● Exercise requirements:
Pull out every line in the records below that contains the word "stone".

### Data for the task

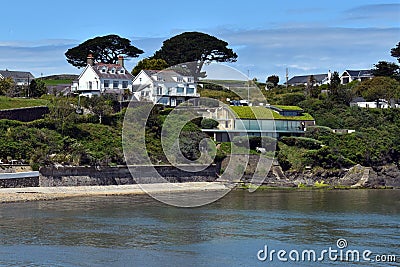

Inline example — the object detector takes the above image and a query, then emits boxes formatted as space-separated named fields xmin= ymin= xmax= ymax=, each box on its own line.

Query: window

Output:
xmin=186 ymin=87 xmax=194 ymax=94
xmin=158 ymin=97 xmax=169 ymax=105
xmin=157 ymin=86 xmax=162 ymax=95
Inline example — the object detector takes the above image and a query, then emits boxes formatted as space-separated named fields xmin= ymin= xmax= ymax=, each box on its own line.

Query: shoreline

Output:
xmin=0 ymin=182 xmax=230 ymax=203
xmin=0 ymin=182 xmax=400 ymax=203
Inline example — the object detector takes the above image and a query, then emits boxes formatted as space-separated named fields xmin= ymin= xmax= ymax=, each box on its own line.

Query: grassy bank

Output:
xmin=0 ymin=96 xmax=48 ymax=110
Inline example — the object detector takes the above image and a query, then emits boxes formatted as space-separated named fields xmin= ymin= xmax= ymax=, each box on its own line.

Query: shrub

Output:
xmin=280 ymin=93 xmax=306 ymax=106
xmin=233 ymin=136 xmax=276 ymax=151
xmin=305 ymin=126 xmax=332 ymax=140
xmin=201 ymin=118 xmax=219 ymax=129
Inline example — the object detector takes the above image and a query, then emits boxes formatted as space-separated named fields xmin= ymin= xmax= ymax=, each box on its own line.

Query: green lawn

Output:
xmin=230 ymin=106 xmax=314 ymax=121
xmin=43 ymin=79 xmax=72 ymax=86
xmin=0 ymin=96 xmax=48 ymax=109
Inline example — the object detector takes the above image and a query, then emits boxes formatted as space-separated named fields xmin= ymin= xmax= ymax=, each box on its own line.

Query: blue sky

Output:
xmin=0 ymin=0 xmax=400 ymax=82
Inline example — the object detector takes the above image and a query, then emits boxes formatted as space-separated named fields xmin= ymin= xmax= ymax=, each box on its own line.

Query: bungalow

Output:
xmin=203 ymin=105 xmax=315 ymax=142
xmin=350 ymin=97 xmax=399 ymax=108
xmin=132 ymin=70 xmax=200 ymax=107
xmin=340 ymin=70 xmax=374 ymax=84
xmin=71 ymin=55 xmax=133 ymax=97
xmin=287 ymin=71 xmax=332 ymax=86
xmin=0 ymin=69 xmax=35 ymax=86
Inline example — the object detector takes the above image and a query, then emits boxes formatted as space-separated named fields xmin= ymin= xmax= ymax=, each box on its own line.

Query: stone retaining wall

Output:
xmin=39 ymin=165 xmax=216 ymax=186
xmin=0 ymin=106 xmax=49 ymax=122
xmin=0 ymin=177 xmax=39 ymax=188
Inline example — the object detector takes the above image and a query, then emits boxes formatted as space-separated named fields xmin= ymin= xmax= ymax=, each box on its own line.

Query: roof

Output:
xmin=287 ymin=74 xmax=328 ymax=84
xmin=0 ymin=70 xmax=35 ymax=79
xmin=92 ymin=63 xmax=133 ymax=80
xmin=143 ymin=70 xmax=192 ymax=83
xmin=342 ymin=70 xmax=374 ymax=77
xmin=351 ymin=96 xmax=366 ymax=103
xmin=271 ymin=105 xmax=304 ymax=112
xmin=229 ymin=106 xmax=314 ymax=121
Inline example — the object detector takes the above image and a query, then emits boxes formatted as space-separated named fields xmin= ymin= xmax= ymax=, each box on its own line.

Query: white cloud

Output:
xmin=0 ymin=27 xmax=400 ymax=81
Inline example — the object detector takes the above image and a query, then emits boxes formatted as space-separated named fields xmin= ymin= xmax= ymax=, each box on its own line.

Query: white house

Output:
xmin=350 ymin=97 xmax=399 ymax=108
xmin=71 ymin=55 xmax=133 ymax=97
xmin=133 ymin=70 xmax=199 ymax=106
xmin=287 ymin=71 xmax=332 ymax=86
xmin=0 ymin=70 xmax=35 ymax=86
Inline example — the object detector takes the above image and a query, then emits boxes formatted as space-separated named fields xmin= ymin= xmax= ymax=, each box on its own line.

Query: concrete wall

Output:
xmin=0 ymin=106 xmax=49 ymax=122
xmin=0 ymin=177 xmax=39 ymax=188
xmin=39 ymin=165 xmax=216 ymax=186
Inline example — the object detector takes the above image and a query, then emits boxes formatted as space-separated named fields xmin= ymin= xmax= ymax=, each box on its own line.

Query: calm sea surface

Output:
xmin=0 ymin=190 xmax=400 ymax=266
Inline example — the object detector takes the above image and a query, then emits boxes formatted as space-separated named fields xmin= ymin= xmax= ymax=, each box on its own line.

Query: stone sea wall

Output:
xmin=0 ymin=106 xmax=49 ymax=122
xmin=39 ymin=165 xmax=216 ymax=186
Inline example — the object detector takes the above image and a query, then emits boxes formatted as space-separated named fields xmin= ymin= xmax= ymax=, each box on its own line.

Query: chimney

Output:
xmin=86 ymin=54 xmax=93 ymax=66
xmin=118 ymin=56 xmax=124 ymax=67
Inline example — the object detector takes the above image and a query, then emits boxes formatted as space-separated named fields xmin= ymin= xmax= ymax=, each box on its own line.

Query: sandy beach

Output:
xmin=0 ymin=182 xmax=229 ymax=203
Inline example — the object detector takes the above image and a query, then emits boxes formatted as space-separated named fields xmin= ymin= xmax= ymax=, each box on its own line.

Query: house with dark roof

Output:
xmin=0 ymin=70 xmax=35 ymax=85
xmin=340 ymin=70 xmax=374 ymax=84
xmin=287 ymin=72 xmax=332 ymax=86
xmin=71 ymin=55 xmax=133 ymax=97
xmin=132 ymin=70 xmax=200 ymax=107
xmin=202 ymin=105 xmax=315 ymax=142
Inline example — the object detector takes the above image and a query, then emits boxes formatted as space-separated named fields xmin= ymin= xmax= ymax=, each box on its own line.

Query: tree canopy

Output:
xmin=65 ymin=34 xmax=143 ymax=68
xmin=131 ymin=58 xmax=168 ymax=76
xmin=152 ymin=32 xmax=237 ymax=77
xmin=390 ymin=42 xmax=400 ymax=63
xmin=29 ymin=80 xmax=47 ymax=97
xmin=372 ymin=61 xmax=400 ymax=79
xmin=267 ymin=75 xmax=279 ymax=87
xmin=355 ymin=77 xmax=400 ymax=105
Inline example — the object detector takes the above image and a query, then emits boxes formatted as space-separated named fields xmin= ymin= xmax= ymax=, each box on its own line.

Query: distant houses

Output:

######

● Response:
Query: stone retaining wall
Query: stone sea wall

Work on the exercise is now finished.